For the material that follows, tally the lines holding "bank" and give the total alone.

DATA UNDER STUDY:
++++++++
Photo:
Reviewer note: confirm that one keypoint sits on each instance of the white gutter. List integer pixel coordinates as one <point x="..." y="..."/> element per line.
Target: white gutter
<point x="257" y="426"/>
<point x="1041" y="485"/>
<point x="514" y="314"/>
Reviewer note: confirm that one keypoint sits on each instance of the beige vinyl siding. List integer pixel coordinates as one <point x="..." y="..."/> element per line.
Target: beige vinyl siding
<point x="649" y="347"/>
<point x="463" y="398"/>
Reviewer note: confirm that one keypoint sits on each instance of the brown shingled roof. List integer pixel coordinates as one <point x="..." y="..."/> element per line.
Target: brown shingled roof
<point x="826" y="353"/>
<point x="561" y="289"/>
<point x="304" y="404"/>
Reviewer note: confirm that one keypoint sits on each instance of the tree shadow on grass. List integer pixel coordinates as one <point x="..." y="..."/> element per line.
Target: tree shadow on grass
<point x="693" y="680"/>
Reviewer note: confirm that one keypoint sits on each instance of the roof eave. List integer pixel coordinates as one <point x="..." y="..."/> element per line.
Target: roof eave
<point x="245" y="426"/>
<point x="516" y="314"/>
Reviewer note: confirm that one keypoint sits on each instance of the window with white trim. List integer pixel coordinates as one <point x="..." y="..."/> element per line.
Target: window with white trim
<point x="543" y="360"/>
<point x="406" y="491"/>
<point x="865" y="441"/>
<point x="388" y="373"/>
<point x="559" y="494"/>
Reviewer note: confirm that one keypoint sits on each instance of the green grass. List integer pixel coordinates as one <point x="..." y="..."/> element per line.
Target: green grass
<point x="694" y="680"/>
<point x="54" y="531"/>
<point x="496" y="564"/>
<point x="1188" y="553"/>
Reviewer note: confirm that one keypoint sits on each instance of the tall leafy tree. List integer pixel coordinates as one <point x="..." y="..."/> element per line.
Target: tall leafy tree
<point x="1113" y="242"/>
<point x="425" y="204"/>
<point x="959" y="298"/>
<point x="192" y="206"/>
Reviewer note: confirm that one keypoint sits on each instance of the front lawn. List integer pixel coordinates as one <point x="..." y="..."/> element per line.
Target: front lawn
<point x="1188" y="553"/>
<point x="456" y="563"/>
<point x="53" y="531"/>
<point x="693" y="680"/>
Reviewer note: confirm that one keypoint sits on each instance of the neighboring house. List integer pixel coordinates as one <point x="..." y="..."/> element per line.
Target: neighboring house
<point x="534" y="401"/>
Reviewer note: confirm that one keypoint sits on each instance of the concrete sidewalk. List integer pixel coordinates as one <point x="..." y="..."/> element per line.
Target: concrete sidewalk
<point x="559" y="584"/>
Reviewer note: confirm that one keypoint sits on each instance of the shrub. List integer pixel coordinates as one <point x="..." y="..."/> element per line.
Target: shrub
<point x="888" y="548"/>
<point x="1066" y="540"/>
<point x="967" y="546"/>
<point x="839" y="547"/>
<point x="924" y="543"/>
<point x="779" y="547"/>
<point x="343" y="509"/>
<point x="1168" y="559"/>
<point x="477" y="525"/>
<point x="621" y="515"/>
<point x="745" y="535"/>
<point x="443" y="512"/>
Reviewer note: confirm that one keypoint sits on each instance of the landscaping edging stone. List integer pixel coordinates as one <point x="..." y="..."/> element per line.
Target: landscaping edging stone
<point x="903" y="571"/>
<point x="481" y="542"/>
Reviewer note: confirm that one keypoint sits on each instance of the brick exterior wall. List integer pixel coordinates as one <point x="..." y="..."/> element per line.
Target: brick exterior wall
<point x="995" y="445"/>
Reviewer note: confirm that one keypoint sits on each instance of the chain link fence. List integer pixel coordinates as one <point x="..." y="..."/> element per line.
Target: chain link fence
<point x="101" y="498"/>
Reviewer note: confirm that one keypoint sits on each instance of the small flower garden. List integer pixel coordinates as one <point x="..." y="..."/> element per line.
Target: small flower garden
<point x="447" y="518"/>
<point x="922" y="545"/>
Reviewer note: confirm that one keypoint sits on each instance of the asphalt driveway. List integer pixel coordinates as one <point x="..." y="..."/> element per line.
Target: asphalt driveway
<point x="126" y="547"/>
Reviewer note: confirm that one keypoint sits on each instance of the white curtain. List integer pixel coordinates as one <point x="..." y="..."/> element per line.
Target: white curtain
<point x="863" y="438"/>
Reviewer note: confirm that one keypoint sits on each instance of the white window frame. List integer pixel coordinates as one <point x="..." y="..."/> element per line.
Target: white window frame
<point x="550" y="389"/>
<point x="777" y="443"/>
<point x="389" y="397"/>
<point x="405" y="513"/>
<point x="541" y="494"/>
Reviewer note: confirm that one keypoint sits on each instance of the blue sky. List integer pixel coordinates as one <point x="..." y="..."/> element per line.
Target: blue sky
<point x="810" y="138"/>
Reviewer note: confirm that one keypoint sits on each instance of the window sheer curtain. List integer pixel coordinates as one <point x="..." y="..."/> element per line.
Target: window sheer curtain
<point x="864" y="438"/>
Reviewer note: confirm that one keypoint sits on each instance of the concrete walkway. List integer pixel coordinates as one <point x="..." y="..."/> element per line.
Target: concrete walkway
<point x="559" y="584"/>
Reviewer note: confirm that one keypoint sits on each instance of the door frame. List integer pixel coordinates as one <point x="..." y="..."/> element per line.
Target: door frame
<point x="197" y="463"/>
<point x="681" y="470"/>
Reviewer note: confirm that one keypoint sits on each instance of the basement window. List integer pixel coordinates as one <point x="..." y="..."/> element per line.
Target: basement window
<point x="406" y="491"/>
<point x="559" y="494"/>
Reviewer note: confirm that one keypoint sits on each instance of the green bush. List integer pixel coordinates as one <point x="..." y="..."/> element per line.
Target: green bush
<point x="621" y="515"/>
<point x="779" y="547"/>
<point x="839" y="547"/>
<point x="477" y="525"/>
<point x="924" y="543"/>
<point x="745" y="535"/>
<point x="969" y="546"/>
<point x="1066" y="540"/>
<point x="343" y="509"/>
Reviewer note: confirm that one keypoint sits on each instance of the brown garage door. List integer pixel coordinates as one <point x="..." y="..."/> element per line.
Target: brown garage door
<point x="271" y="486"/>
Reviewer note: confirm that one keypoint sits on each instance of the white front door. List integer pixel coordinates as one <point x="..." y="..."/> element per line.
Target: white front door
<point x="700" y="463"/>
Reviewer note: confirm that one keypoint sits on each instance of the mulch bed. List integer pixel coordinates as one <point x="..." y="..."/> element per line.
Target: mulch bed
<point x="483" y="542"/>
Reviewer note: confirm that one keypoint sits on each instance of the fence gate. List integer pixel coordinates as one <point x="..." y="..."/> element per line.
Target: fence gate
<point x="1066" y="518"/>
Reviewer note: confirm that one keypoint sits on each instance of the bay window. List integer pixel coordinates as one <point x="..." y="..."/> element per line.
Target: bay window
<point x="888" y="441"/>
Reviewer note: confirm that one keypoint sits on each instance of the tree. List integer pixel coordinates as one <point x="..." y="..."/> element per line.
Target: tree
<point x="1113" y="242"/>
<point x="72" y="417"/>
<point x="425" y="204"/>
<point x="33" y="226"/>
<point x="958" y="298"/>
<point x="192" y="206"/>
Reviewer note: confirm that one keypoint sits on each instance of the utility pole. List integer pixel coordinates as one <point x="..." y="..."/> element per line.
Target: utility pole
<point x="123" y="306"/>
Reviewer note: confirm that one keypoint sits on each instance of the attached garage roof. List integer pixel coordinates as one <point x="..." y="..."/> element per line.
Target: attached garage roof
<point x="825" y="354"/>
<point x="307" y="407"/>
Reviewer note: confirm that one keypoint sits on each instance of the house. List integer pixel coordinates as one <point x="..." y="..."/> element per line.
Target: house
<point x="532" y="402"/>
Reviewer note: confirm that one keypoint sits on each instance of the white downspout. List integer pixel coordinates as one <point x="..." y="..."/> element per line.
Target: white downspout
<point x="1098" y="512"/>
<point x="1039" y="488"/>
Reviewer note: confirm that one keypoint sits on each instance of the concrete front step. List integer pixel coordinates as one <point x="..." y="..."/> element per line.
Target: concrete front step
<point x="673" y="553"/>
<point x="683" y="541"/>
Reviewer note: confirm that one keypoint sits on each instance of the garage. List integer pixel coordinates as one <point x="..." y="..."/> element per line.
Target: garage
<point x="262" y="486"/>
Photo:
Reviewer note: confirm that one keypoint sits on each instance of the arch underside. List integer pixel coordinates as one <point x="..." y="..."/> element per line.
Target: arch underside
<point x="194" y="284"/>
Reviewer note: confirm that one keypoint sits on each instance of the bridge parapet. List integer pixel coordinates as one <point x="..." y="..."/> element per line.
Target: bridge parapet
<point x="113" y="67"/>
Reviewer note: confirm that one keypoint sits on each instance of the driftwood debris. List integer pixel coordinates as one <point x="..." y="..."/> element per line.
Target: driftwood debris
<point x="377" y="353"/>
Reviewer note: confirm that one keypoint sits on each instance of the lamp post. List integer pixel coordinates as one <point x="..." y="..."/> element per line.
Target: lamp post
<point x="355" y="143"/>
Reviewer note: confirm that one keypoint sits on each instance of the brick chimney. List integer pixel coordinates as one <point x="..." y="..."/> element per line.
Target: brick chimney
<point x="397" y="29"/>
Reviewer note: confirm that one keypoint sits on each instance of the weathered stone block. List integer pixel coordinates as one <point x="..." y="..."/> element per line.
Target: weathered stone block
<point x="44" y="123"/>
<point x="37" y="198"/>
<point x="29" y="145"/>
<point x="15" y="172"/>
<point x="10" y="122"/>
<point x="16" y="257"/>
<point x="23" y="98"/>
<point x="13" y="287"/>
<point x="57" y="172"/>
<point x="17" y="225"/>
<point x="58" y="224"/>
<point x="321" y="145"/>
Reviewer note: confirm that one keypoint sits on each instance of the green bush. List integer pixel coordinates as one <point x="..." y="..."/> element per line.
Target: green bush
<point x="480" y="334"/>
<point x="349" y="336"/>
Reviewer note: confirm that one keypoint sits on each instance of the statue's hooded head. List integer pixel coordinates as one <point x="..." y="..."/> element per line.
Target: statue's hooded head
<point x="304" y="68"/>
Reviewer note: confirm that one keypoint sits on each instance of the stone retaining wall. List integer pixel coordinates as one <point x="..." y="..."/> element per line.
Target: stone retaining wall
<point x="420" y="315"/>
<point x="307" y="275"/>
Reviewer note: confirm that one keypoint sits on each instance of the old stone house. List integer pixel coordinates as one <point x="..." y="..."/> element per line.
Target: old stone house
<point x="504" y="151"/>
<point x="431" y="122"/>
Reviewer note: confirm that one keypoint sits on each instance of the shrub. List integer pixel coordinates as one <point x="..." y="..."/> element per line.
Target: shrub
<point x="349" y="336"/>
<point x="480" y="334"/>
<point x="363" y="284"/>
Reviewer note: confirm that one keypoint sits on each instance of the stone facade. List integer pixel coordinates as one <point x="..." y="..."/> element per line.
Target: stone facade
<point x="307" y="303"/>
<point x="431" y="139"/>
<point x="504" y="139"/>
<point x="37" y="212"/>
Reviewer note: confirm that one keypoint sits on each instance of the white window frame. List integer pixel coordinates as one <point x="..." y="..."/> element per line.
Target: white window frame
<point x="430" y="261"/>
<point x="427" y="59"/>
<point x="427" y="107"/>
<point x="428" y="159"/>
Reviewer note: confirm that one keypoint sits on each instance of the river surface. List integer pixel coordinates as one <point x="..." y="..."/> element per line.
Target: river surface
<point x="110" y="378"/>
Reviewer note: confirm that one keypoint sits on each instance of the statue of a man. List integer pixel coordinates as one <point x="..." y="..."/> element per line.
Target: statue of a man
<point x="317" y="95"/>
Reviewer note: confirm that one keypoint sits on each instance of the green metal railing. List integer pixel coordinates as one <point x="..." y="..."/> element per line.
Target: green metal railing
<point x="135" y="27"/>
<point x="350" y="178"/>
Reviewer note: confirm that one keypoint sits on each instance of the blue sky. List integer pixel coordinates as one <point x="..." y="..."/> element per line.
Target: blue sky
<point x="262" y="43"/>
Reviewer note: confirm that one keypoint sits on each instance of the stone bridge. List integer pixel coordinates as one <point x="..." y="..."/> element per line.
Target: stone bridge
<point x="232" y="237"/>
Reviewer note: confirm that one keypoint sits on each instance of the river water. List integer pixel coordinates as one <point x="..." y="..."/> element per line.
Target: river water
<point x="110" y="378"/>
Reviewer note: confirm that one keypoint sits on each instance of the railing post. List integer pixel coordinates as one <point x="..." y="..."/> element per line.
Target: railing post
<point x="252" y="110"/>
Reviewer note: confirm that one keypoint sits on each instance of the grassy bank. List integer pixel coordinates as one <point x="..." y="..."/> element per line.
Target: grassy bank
++++++++
EXPECTED ANSWER: 2